---- Given text
Lib Dem candidate Richard Foord said: “We’re seeing levelling-up funding invested very heavily in the north of England and the Midlands, in what were regarded as Labour-Conservative marginals.
He claimed local residents “regard it as something that the Conservative government is seeking to use to try to retain their constituencies that they won for the first time in 2019 in the north of England and the Midlands.
“People here often don’t consider that levelling-up has anything to do with Devon, because we’re not seeing the investment, we’re not seeing the money coming our way.”
Mr Foord, a 44-year-old former army major, said the fact that a new high school has yet to be built in Tiverton is further evidence the Tories have “taken this part of Devon for granted.”
“I can point you to newspaper clippings from 2010 where Michael Gove, as education secretary, promised to come and visit Tiverton and see what the problems were. And actually, Tiverton High School has received next to nothing since then.
“And certainly the attention that it gets from the government from Conservative politicians seems to be very much linked to election time.”
Labour candidate Liz Pole also accuses the government of under investment in the region. She said: “We get taken for granted I think because they’re not needing to convert voters to the Conservatives.”
Eight of Devon’s 10 MPs are currently Tories, with Exeter’s Ben Bradshaw and Plymouth Sutton & Devonport’s Luke Pollard the county’s Labour representatives. The Lib Dems have not had a Devon MP since 2019.
--------
## Exercise aim
Reproduce the entire excerpt above about levelling-up funding in Devon, word for word and unchanged.
---- Raw data
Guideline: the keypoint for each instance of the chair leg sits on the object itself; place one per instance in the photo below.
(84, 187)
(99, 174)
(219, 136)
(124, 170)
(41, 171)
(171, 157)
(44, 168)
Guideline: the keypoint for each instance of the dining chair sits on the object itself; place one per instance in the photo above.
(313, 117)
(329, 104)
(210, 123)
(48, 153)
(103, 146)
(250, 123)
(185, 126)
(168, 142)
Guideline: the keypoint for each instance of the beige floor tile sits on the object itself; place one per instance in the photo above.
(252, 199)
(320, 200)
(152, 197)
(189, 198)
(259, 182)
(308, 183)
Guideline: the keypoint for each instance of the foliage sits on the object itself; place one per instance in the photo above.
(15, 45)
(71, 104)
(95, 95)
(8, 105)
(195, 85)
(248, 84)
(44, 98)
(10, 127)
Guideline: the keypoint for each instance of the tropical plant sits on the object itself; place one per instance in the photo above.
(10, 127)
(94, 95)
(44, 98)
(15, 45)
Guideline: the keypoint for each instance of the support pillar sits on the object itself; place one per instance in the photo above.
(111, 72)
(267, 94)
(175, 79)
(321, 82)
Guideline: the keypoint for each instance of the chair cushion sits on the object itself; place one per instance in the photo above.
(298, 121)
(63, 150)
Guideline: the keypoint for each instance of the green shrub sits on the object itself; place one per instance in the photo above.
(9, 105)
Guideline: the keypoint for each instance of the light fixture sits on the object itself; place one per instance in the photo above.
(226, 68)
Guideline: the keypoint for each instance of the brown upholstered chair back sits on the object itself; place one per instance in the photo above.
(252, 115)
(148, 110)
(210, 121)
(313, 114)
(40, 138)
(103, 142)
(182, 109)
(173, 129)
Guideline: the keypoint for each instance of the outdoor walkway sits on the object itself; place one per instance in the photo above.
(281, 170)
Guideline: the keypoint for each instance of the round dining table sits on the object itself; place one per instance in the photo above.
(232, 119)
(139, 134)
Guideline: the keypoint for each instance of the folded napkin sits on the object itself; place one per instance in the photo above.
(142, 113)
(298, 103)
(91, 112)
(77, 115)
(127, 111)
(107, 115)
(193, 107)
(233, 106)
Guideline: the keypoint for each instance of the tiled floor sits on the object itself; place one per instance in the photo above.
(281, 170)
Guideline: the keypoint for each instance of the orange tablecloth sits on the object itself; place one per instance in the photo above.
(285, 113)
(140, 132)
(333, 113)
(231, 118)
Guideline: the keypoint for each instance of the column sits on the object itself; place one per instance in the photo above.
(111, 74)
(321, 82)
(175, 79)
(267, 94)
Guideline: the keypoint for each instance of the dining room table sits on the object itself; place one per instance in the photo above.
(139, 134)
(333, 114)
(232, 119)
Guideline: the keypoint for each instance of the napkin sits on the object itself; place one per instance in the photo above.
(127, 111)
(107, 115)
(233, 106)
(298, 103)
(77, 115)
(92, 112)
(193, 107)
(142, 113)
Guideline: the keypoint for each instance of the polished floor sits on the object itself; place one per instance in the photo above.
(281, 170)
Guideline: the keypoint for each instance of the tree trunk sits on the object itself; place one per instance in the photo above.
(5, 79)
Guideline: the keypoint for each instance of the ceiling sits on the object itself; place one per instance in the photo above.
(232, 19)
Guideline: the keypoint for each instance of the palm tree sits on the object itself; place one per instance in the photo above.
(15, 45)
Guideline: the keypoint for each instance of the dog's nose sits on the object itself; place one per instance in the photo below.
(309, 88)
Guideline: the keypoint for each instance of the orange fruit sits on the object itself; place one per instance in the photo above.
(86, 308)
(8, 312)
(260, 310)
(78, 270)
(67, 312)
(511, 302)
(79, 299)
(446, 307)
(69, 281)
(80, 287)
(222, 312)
--------
## Task response
Lib Dem candidate Richard Foord said: “We’re seeing levelling-up funding invested very heavily in the north of England and the Midlands, in what were regarded as Labour-Conservative marginals.
He claimed local residents “regard it as something that the Conservative government is seeking to use to try to retain their constituencies that they won for the first time in 2019 in the north of England and the Midlands.
“People here often don’t consider that levelling-up has anything to do with Devon, because we’re not seeing the investment, we’re not seeing the money coming our way.”
Mr Foord, a 44-year-old former army major, said the fact that a new high school has yet to be built in Tiverton is further evidence the Tories have “taken this part of Devon for granted.”
“I can point you to newspaper clippings from 2010 where Michael Gove, as education secretary, promised to come and visit Tiverton and see what the problems were. And actually, Tiverton High School has received next to nothing since then.
“And certainly the attention that it gets from the government from Conservative politicians seems to be very much linked to election time.”
Labour candidate Liz Pole also accuses the government of under investment in the region. She said: “We get taken for granted I think because they’re not needing to convert voters to the Conservatives.”
Eight of Devon’s 10 MPs are currently Tories, with Exeter’s Ben Bradshaw and Plymouth Sutton & Devonport’s Luke Pollard the county’s Labour representatives. The Lib Dems have not had a Devon MP since 2019.